TASK OBJECTIVE:
Begin with the line that contains "BATCH JOB #417 — Object class: paved path" and transcribe each line after it, up to and including the last line of the listing below.

** Start DATA FOR THIS TASK **

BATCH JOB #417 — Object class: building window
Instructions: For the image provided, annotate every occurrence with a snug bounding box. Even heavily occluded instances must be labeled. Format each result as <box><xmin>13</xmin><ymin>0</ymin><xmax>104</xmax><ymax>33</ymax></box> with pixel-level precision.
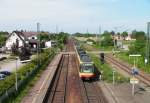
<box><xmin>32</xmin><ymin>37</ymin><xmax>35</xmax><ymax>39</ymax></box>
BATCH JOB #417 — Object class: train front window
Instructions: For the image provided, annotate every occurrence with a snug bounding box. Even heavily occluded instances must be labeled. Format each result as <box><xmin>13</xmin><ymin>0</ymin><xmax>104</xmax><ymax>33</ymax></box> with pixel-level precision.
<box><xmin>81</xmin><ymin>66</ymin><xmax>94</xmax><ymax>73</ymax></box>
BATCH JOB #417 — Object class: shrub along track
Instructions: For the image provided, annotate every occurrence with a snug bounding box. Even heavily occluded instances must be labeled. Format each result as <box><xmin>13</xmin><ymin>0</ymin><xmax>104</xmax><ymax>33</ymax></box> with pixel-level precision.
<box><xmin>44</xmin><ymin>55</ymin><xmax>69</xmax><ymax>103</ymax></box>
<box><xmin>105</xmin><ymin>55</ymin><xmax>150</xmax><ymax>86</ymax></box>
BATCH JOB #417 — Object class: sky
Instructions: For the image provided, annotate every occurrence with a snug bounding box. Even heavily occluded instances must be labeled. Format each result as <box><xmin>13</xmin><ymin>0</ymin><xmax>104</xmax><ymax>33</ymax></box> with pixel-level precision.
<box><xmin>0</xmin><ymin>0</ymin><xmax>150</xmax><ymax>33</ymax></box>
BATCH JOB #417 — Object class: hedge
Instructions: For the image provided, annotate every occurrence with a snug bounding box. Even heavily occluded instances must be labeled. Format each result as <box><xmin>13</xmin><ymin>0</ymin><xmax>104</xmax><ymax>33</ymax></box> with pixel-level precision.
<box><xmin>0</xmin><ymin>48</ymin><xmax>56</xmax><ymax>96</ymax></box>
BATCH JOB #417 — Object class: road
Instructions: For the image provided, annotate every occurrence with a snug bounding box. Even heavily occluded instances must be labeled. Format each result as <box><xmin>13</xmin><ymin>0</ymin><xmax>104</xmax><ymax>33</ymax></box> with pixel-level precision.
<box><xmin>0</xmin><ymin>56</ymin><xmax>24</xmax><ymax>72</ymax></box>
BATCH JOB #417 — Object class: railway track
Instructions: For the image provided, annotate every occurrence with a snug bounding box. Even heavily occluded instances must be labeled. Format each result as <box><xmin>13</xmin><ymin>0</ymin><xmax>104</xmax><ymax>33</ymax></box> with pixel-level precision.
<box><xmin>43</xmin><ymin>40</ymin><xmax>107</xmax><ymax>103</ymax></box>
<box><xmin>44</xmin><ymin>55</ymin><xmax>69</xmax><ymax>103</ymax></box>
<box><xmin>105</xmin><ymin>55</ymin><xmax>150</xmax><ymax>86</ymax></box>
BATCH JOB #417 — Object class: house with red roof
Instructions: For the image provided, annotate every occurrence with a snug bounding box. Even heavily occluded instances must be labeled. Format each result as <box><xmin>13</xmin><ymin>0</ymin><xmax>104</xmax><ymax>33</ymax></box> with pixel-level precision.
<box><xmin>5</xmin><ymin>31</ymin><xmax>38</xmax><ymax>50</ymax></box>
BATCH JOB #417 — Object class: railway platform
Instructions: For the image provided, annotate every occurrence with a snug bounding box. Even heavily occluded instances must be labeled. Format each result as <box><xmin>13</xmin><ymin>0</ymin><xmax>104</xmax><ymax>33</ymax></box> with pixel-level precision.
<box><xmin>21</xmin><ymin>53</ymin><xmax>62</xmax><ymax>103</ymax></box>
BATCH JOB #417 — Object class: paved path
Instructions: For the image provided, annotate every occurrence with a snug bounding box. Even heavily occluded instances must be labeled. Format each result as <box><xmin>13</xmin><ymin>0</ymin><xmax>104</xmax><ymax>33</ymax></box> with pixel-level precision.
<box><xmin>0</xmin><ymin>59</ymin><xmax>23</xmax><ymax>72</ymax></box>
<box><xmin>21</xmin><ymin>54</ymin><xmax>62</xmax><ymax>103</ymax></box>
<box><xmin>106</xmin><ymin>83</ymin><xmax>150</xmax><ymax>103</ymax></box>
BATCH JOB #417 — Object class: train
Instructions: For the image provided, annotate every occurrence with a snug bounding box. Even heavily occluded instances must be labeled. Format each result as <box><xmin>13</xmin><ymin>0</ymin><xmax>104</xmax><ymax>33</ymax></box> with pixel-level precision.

** End DATA FOR THIS TASK **

RESULT OF THE TASK:
BATCH JOB #417 — Object class: paved path
Instructions: For the image provided, annotate every occurrence with a snug bounding box. Even heavily occluded instances must be labeled. Format each result as <box><xmin>13</xmin><ymin>0</ymin><xmax>104</xmax><ymax>33</ymax></box> with pixel-level precision.
<box><xmin>0</xmin><ymin>59</ymin><xmax>23</xmax><ymax>72</ymax></box>
<box><xmin>21</xmin><ymin>54</ymin><xmax>62</xmax><ymax>103</ymax></box>
<box><xmin>106</xmin><ymin>83</ymin><xmax>150</xmax><ymax>103</ymax></box>
BATCH JOB #417 — Object class: train
Instructions: For the image provided, annotate every occurrence with a snug bounding box. Even heavily occluded instances must be labeled. Format each result as <box><xmin>13</xmin><ymin>0</ymin><xmax>104</xmax><ymax>33</ymax></box> with pixel-level precision.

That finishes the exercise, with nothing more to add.